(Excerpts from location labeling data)
▼

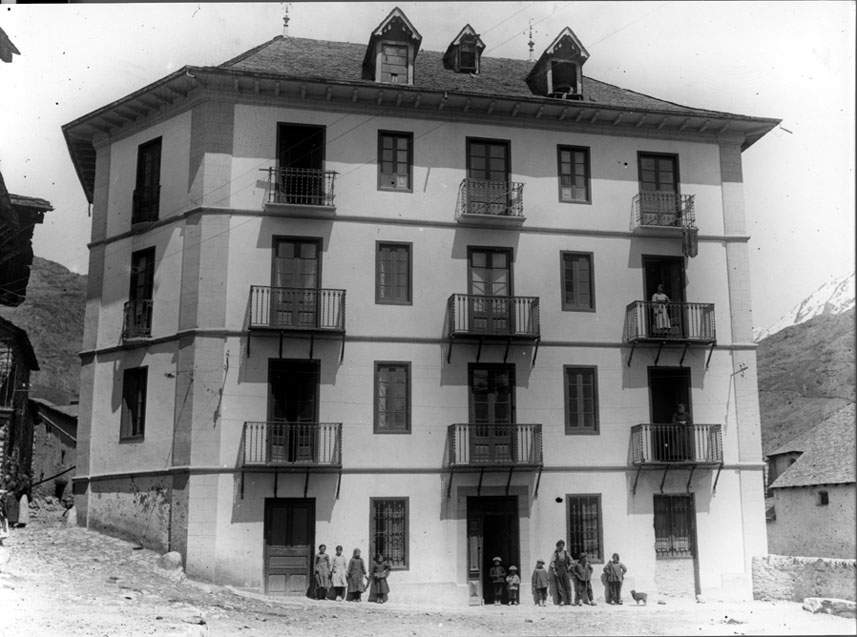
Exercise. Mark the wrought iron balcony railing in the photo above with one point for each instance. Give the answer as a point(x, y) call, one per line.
point(475, 315)
point(493, 198)
point(281, 444)
point(312, 309)
point(663, 209)
point(494, 444)
point(145, 203)
point(301, 186)
point(137, 322)
point(684, 322)
point(656, 444)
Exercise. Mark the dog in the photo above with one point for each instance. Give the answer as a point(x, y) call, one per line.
point(640, 597)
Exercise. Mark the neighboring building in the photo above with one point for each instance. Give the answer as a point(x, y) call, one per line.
point(54, 443)
point(399, 300)
point(815, 497)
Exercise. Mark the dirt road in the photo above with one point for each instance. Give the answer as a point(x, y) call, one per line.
point(61, 581)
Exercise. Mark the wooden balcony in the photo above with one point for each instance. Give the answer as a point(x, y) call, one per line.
point(670, 323)
point(137, 321)
point(301, 191)
point(492, 203)
point(492, 318)
point(665, 446)
point(661, 210)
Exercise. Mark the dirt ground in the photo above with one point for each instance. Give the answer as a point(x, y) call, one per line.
point(57, 580)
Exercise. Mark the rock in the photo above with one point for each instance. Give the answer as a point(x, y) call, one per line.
point(171, 561)
point(831, 606)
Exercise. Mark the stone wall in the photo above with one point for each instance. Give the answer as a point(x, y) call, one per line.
point(796, 578)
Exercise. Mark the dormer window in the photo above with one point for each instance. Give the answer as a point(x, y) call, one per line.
point(558, 72)
point(464, 52)
point(392, 49)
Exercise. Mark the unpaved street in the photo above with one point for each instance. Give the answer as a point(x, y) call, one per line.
point(69, 581)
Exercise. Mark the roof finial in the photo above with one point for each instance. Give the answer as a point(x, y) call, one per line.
point(531, 43)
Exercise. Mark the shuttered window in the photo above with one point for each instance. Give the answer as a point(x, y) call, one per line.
point(573, 166)
point(581, 400)
point(578, 289)
point(390, 530)
point(584, 526)
point(392, 398)
point(393, 273)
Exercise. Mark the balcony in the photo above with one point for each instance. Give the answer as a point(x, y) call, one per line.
point(494, 447)
point(666, 446)
point(301, 191)
point(662, 209)
point(494, 318)
point(137, 321)
point(492, 203)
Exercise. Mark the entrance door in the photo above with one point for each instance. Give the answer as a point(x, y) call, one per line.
point(488, 170)
point(492, 531)
point(669, 386)
point(289, 525)
point(295, 280)
point(490, 276)
point(669, 272)
point(492, 414)
point(293, 411)
point(300, 150)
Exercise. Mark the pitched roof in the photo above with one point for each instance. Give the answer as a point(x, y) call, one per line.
point(503, 77)
point(829, 454)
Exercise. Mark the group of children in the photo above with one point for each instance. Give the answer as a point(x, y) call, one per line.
point(563, 570)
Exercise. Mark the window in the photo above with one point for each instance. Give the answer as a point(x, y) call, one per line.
point(134, 403)
point(673, 526)
point(148, 191)
point(581, 400)
point(578, 290)
point(584, 526)
point(393, 273)
point(389, 531)
point(138, 311)
point(394, 160)
point(573, 169)
point(392, 397)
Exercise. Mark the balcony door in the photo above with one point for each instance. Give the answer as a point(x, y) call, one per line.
point(293, 410)
point(488, 168)
point(300, 152)
point(295, 280)
point(490, 289)
point(492, 413)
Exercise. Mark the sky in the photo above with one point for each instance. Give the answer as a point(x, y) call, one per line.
point(788, 60)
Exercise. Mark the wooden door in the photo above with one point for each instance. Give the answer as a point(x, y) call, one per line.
point(289, 539)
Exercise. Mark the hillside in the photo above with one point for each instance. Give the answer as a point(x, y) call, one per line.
point(806, 372)
point(52, 315)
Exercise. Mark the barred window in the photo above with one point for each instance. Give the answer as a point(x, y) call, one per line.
point(390, 530)
point(584, 526)
point(673, 526)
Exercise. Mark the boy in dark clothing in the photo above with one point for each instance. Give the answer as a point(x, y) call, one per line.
point(615, 572)
point(498, 579)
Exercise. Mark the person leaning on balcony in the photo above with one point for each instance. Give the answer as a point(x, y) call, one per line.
point(659, 310)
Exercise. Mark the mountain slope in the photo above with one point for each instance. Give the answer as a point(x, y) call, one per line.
point(52, 315)
point(806, 372)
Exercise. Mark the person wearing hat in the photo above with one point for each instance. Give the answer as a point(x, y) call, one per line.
point(560, 568)
point(540, 583)
point(498, 579)
point(513, 585)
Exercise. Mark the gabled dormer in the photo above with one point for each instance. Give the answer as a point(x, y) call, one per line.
point(392, 49)
point(559, 71)
point(464, 53)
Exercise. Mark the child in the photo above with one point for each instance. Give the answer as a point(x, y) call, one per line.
point(498, 578)
point(540, 583)
point(615, 572)
point(513, 584)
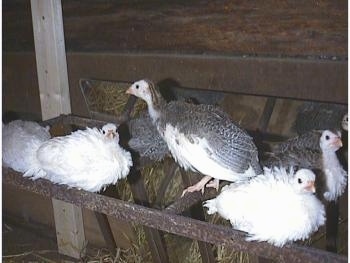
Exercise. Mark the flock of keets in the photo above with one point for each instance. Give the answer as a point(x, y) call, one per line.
point(271, 195)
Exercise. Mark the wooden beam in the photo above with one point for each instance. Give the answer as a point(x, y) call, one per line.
point(50, 57)
point(55, 100)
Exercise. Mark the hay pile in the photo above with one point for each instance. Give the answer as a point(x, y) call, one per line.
point(109, 97)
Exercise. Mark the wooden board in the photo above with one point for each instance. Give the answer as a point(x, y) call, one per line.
point(55, 100)
point(268, 28)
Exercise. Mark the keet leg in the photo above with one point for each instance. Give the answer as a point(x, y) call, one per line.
point(198, 186)
point(214, 183)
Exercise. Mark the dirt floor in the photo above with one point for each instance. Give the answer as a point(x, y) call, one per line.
point(22, 244)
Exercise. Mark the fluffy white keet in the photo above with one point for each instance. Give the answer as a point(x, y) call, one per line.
point(87, 159)
point(277, 207)
point(20, 140)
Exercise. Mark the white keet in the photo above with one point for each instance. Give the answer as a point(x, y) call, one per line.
point(336, 176)
point(20, 140)
point(277, 207)
point(86, 159)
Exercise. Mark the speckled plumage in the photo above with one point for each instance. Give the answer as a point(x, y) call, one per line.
point(20, 140)
point(145, 139)
point(313, 150)
point(277, 207)
point(231, 146)
point(201, 137)
point(300, 151)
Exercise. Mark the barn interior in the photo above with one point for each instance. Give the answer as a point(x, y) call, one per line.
point(259, 61)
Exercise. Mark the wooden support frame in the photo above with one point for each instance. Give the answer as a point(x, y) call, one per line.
point(55, 100)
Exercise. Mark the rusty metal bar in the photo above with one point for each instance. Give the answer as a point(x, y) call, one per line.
point(266, 115)
point(175, 224)
point(332, 215)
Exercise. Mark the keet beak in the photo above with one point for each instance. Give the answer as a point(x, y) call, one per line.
point(110, 134)
point(310, 186)
point(337, 142)
point(129, 91)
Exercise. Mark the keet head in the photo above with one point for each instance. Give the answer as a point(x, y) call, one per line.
point(141, 89)
point(330, 141)
point(344, 122)
point(110, 131)
point(304, 181)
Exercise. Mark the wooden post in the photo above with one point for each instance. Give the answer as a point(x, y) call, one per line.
point(55, 100)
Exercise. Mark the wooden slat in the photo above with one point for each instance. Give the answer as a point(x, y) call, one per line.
point(55, 100)
point(50, 58)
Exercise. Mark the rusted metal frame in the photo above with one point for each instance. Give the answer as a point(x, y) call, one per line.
point(332, 218)
point(188, 200)
point(205, 249)
point(154, 237)
point(262, 127)
point(266, 115)
point(179, 225)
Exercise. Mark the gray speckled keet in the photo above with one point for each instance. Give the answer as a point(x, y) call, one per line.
point(223, 142)
point(145, 139)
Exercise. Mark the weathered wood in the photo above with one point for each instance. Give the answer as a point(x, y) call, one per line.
point(175, 224)
point(50, 58)
point(55, 100)
point(272, 27)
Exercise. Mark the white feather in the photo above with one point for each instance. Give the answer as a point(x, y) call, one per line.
point(84, 159)
point(336, 176)
point(195, 156)
point(20, 140)
point(269, 208)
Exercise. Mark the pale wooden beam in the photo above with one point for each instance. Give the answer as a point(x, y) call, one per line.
point(50, 57)
point(55, 100)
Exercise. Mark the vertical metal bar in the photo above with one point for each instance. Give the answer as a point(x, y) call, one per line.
point(332, 215)
point(106, 230)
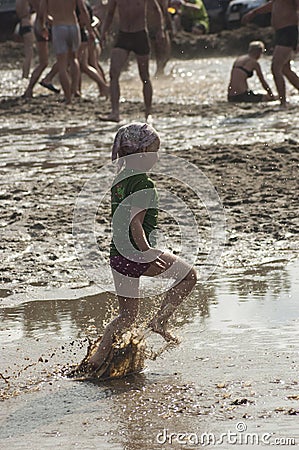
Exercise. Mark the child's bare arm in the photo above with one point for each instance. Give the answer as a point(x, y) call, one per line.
point(139, 236)
point(137, 217)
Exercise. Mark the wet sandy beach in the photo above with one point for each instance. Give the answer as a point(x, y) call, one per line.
point(236, 368)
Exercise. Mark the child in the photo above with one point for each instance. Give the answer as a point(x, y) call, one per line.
point(243, 68)
point(132, 254)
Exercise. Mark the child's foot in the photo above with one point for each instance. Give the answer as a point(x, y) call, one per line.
point(157, 326)
point(110, 118)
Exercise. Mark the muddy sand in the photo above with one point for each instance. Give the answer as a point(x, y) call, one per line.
point(237, 365)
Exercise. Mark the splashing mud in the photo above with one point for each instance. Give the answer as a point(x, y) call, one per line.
point(126, 356)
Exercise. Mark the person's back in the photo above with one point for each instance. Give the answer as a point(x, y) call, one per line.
point(63, 11)
point(132, 15)
point(244, 68)
point(284, 13)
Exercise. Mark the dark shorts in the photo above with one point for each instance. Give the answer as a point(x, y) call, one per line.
point(136, 42)
point(84, 35)
point(246, 97)
point(127, 267)
point(25, 29)
point(37, 34)
point(287, 37)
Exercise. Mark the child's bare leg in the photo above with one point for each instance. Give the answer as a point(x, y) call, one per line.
point(174, 297)
point(128, 311)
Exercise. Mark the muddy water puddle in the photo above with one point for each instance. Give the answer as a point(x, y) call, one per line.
point(237, 363)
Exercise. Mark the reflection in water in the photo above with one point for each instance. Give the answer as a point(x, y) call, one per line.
point(84, 316)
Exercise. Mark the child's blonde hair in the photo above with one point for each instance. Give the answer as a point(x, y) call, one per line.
point(133, 138)
point(256, 46)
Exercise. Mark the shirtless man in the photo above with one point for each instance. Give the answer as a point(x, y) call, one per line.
point(132, 36)
point(244, 68)
point(162, 47)
point(66, 39)
point(42, 50)
point(24, 13)
point(284, 19)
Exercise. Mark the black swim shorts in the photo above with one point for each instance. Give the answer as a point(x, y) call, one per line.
point(137, 42)
point(246, 97)
point(25, 29)
point(287, 37)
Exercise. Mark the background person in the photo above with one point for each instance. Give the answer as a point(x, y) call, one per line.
point(161, 47)
point(132, 36)
point(284, 19)
point(244, 68)
point(190, 16)
point(24, 13)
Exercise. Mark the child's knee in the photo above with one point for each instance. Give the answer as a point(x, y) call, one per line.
point(191, 277)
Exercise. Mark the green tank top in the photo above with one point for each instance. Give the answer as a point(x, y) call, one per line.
point(132, 189)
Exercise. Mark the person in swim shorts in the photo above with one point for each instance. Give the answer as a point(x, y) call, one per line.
point(132, 36)
point(42, 46)
point(24, 13)
point(66, 39)
point(134, 205)
point(160, 47)
point(244, 68)
point(284, 19)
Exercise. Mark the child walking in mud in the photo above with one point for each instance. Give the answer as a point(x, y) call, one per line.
point(132, 252)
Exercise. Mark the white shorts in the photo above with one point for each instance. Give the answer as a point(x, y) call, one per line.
point(65, 38)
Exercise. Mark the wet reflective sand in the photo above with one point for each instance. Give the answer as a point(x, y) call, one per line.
point(237, 364)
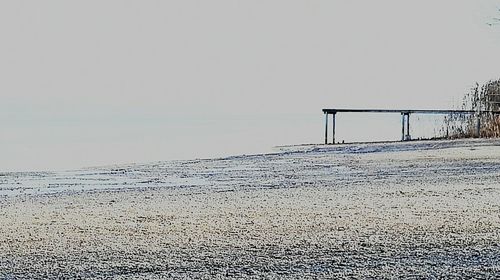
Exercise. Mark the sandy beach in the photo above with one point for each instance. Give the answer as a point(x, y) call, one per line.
point(418, 210)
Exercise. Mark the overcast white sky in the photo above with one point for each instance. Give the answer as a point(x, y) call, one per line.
point(87, 83)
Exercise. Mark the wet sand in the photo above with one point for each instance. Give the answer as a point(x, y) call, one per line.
point(413, 210)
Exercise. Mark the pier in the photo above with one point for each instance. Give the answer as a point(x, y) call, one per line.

▲

**Task requirements**
Edit the data starting at the line that contains "Exercise. Mark the wooden beam" and ending at the line that contains "point(109, 97)", changing "hay pile" to "straw heap" and leaving everything else the same.

**Problem solution**
Exercise. Mark the wooden beam in the photo above with one point for each instance. Give the answer as a point(x, y) call, one per line.
point(50, 57)
point(55, 100)
Exercise. Mark the straw heap in the photo above with one point for each instance. Give the answer as a point(x, y) call, one per line.
point(109, 97)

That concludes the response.